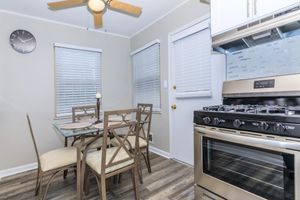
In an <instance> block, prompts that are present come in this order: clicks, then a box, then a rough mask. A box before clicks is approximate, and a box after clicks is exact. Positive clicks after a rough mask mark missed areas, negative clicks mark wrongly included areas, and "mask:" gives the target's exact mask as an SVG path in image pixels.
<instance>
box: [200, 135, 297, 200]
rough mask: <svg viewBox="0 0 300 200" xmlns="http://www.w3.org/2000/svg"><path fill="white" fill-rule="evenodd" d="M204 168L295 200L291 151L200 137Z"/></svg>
mask: <svg viewBox="0 0 300 200" xmlns="http://www.w3.org/2000/svg"><path fill="white" fill-rule="evenodd" d="M202 142H203V146H202V148H203V172H204V173H205V174H208V175H210V176H213V177H215V178H217V179H220V180H222V181H225V182H227V183H230V184H232V185H234V186H237V187H239V188H242V189H244V190H246V191H249V192H251V193H254V194H256V195H258V196H261V197H263V198H266V199H270V200H294V199H295V191H294V189H295V188H294V185H295V181H294V177H295V173H294V159H295V158H294V155H292V154H286V153H280V152H275V151H268V150H265V149H259V148H253V147H249V146H244V145H239V144H235V143H230V142H224V141H221V140H215V139H210V138H206V137H203V141H202Z"/></svg>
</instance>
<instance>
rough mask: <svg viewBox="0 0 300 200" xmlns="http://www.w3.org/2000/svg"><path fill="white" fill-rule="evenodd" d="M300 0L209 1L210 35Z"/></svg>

+++

*WHAT TO DO:*
Only the pictures may be dropped when you copy the data above; everything else stays exact.

*TASK RESULT:*
In an <instance> block, prompts that are present come in this order: clicks, then a box, then a rough mask. A box before clicks is approximate, and a box after clicks is exact. Positive clicks after a rough mask mark missed areas, negative clicks mark wrongly included areas, and "mask:" gives the target's exact mask as an SVG path in image pixels.
<instance>
box: [200, 135, 297, 200]
rough mask: <svg viewBox="0 0 300 200" xmlns="http://www.w3.org/2000/svg"><path fill="white" fill-rule="evenodd" d="M204 168L295 200L291 151L200 137Z"/></svg>
mask: <svg viewBox="0 0 300 200" xmlns="http://www.w3.org/2000/svg"><path fill="white" fill-rule="evenodd" d="M202 142H203V146H202V148H203V172H204V173H205V174H208V175H210V176H213V177H215V178H217V179H220V180H222V181H225V182H227V183H230V184H232V185H234V186H237V187H239V188H242V189H244V190H246V191H249V192H251V193H254V194H256V195H258V196H261V197H263V198H266V199H270V200H294V199H295V191H294V189H295V188H294V185H295V181H294V177H295V173H294V159H295V158H294V155H292V154H286V153H280V152H275V151H268V150H265V149H259V148H253V147H249V146H244V145H239V144H235V143H230V142H224V141H221V140H215V139H210V138H206V137H203V141H202Z"/></svg>
</instance>
<instance>
rough mask: <svg viewBox="0 0 300 200" xmlns="http://www.w3.org/2000/svg"><path fill="white" fill-rule="evenodd" d="M300 0L209 1L210 35Z"/></svg>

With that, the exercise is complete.